> SHORT TASK: Starting at the line that contains "of the terraced" and continuing through the end of the records, rewrite those lines with "terraced house" replaced by "row house" and everything else unchanged. Leave the pictures out of your answer.

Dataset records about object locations

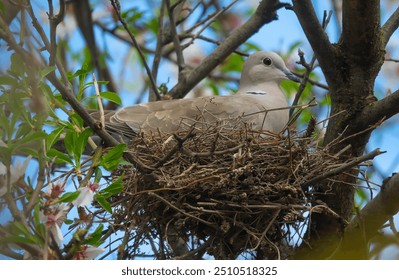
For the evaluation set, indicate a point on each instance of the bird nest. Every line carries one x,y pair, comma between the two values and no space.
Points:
220,191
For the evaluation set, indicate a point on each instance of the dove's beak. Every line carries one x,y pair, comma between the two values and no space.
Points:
292,76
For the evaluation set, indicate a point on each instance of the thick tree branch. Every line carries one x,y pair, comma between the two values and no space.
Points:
377,111
363,19
265,13
317,37
369,220
390,26
83,16
11,9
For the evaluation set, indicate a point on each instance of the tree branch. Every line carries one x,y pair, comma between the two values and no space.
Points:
370,219
390,26
377,111
265,13
362,18
142,57
342,168
318,39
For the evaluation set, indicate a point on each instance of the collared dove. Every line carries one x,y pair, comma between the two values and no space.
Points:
259,91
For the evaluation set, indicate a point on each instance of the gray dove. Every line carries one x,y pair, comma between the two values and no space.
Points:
257,101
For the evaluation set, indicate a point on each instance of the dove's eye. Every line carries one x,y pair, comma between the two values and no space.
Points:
267,61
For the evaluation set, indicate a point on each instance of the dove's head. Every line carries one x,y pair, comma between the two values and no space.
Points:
265,67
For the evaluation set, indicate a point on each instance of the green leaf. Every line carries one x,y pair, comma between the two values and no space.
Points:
81,143
44,72
69,141
98,174
103,202
76,119
112,159
53,137
69,197
7,80
111,96
115,188
59,156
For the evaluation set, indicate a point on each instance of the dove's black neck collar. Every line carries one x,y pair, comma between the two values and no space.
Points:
257,92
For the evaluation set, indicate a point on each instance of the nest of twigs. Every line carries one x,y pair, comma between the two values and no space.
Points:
220,191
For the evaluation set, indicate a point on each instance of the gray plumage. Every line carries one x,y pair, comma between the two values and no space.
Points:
259,90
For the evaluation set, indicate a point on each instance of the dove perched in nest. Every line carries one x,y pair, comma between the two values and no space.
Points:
259,102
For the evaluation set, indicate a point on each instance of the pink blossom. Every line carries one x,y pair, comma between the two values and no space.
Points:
86,195
53,220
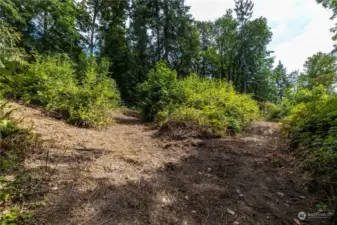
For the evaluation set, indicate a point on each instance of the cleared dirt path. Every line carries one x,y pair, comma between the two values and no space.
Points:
125,174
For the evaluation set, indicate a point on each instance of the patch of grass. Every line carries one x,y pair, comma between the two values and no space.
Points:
16,145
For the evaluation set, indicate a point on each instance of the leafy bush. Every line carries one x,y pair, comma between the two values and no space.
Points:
312,129
52,82
16,144
208,104
273,112
157,91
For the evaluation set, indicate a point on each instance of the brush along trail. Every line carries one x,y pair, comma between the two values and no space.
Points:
127,174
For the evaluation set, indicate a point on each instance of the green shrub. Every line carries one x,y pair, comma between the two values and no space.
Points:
312,129
157,91
83,99
208,104
274,112
16,144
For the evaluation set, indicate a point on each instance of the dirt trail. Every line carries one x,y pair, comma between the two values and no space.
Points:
126,175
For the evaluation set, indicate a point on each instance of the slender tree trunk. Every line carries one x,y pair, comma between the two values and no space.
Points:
92,32
166,29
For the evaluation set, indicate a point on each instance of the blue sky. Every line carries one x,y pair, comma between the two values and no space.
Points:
300,27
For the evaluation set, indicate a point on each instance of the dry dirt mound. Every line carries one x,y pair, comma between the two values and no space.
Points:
125,175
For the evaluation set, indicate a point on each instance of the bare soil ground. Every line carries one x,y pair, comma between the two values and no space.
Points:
126,174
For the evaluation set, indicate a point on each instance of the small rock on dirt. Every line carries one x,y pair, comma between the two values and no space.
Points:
280,193
230,211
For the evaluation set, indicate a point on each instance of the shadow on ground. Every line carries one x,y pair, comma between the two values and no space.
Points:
220,182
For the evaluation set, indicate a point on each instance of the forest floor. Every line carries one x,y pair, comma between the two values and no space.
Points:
127,174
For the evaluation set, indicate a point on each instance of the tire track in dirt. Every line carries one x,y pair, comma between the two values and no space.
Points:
125,174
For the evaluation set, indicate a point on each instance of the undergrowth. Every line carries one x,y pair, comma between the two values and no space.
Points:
83,98
312,129
16,144
211,106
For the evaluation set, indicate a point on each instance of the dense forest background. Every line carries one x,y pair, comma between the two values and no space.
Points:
79,59
134,35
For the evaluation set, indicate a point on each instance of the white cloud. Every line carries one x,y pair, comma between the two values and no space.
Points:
300,27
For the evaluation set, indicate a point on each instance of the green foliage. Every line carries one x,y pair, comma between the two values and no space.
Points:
208,104
16,145
272,112
312,128
157,91
52,82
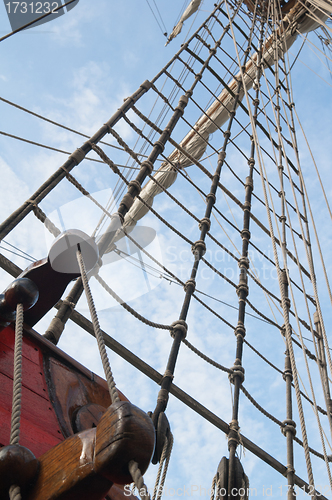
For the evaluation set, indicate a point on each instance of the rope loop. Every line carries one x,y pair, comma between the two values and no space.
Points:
179,325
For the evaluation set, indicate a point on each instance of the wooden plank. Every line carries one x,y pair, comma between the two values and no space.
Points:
67,471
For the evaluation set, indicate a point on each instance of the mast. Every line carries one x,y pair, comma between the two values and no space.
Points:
248,122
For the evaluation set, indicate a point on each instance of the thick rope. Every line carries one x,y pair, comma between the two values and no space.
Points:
163,467
15,491
283,300
98,334
17,381
138,480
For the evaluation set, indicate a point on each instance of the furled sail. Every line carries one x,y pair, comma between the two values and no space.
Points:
190,10
194,144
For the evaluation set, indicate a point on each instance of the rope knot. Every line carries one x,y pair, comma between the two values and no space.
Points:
179,325
199,247
288,426
77,155
236,371
135,184
190,285
234,433
205,221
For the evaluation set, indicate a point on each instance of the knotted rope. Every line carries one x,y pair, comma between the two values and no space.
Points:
15,491
98,334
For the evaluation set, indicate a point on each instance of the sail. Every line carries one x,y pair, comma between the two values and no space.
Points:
190,10
210,155
194,144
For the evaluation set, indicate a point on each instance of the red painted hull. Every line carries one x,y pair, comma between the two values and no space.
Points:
53,387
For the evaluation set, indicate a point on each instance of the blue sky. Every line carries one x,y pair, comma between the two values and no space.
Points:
77,71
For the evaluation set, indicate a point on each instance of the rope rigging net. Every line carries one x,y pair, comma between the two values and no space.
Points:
231,166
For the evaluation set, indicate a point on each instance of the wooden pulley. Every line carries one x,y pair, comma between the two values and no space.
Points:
131,436
62,254
240,488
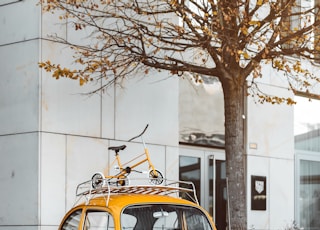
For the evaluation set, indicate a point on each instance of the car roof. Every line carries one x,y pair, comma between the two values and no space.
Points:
119,201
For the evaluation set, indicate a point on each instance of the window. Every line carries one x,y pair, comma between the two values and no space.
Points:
72,222
98,220
201,112
307,149
309,194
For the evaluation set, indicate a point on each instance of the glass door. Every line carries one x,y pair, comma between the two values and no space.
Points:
207,171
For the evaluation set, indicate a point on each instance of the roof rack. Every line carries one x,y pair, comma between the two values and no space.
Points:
182,189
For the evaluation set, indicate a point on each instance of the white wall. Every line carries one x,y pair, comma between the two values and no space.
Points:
270,152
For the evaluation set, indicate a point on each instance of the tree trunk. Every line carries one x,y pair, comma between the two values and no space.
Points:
235,156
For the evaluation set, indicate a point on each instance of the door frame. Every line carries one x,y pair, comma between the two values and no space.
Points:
205,155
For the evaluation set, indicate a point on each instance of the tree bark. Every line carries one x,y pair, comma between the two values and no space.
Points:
235,156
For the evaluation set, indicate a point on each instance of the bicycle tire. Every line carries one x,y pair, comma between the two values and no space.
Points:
155,179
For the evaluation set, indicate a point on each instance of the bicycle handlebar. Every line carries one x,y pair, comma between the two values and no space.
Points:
139,134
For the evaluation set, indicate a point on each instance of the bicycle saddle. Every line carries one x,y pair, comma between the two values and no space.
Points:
117,148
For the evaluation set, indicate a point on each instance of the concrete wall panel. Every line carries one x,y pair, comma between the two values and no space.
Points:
270,127
66,107
19,88
152,100
19,177
52,178
19,21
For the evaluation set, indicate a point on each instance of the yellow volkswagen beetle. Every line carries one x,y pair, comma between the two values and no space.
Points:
137,207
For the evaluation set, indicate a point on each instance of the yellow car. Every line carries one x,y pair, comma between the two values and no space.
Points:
137,207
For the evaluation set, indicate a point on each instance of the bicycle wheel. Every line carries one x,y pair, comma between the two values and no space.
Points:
155,177
97,180
123,180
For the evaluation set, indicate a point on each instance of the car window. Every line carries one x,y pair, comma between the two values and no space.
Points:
98,220
73,220
164,217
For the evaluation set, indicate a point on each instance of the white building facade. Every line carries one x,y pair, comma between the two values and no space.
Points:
53,137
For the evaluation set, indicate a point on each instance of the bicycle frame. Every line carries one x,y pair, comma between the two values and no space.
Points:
125,171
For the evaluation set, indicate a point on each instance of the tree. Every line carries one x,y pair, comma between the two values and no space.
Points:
229,40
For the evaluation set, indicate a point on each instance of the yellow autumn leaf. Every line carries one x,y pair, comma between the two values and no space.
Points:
82,81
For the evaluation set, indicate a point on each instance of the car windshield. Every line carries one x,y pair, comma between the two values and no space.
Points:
163,216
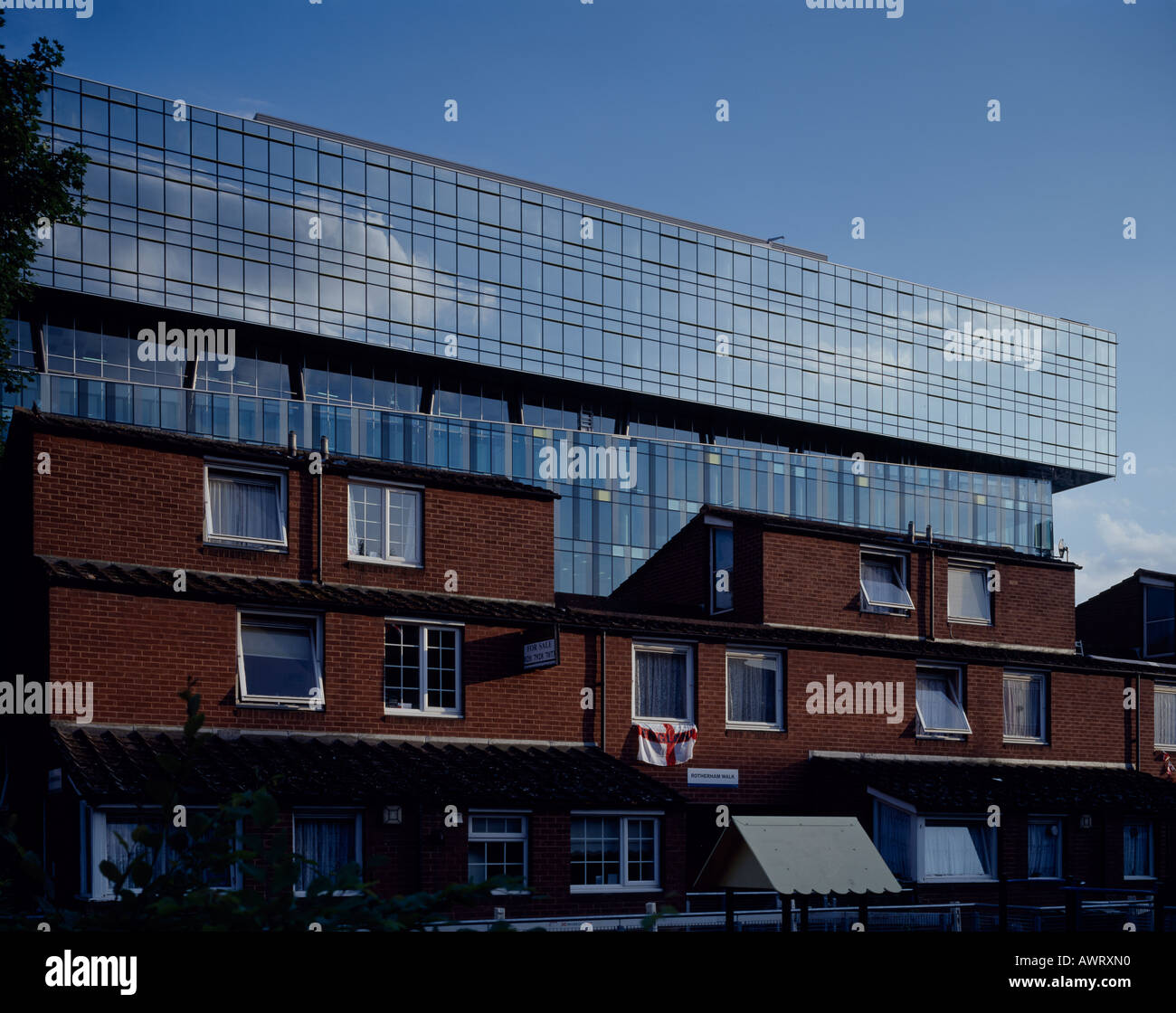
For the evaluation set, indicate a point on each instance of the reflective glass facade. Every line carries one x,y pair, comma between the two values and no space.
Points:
247,221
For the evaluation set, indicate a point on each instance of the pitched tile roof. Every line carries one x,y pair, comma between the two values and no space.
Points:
116,765
156,581
972,786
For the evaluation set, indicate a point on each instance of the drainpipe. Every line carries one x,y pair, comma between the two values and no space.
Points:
930,633
603,639
322,468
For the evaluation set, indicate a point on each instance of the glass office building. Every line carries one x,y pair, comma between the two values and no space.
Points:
412,309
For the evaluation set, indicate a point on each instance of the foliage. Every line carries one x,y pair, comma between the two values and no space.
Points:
36,183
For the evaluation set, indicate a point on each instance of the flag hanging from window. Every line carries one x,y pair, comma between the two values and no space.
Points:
666,743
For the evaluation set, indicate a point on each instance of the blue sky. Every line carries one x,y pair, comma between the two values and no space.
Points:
834,114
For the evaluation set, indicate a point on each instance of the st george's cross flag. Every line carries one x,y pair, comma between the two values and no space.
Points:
666,743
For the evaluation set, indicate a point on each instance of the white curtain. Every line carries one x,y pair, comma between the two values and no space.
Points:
1043,848
752,687
403,525
661,686
1136,848
1022,707
243,509
329,841
956,850
119,855
968,593
936,703
1165,717
892,837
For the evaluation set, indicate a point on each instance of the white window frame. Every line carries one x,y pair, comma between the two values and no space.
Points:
953,818
1152,848
904,562
278,617
1152,582
324,812
910,812
257,472
670,648
956,684
712,525
94,851
1058,824
740,651
470,838
624,885
971,565
423,710
1157,689
1029,676
384,558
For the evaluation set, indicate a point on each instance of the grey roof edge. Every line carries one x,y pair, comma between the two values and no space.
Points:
965,761
516,181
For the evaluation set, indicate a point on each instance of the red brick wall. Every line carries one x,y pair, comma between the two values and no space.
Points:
140,651
106,501
812,581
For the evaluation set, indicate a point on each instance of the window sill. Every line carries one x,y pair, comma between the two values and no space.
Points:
251,546
614,888
412,713
257,705
372,562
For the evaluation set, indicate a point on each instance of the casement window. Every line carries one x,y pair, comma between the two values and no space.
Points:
939,702
614,852
245,506
883,583
329,840
894,836
1045,847
662,683
755,689
956,848
1165,715
384,525
1024,706
280,659
498,847
110,838
422,668
1159,617
722,561
969,601
1137,850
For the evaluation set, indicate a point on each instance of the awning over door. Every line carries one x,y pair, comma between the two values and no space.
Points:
804,855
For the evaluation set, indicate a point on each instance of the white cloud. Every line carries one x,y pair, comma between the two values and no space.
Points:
1125,546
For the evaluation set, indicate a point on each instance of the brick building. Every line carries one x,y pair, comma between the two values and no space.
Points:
400,686
600,481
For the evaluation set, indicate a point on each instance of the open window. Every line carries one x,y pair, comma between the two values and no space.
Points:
280,659
245,506
939,702
883,583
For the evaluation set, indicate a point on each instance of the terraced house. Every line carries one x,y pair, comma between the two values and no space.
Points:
810,573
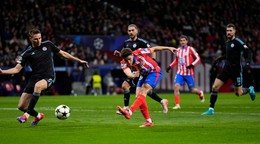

> COMPLETE ANSWER:
For the evaluation set, indicate a point on each instance of the row house. Every line carries one x,y pair, comma between the two values and no space.
Points:
810,573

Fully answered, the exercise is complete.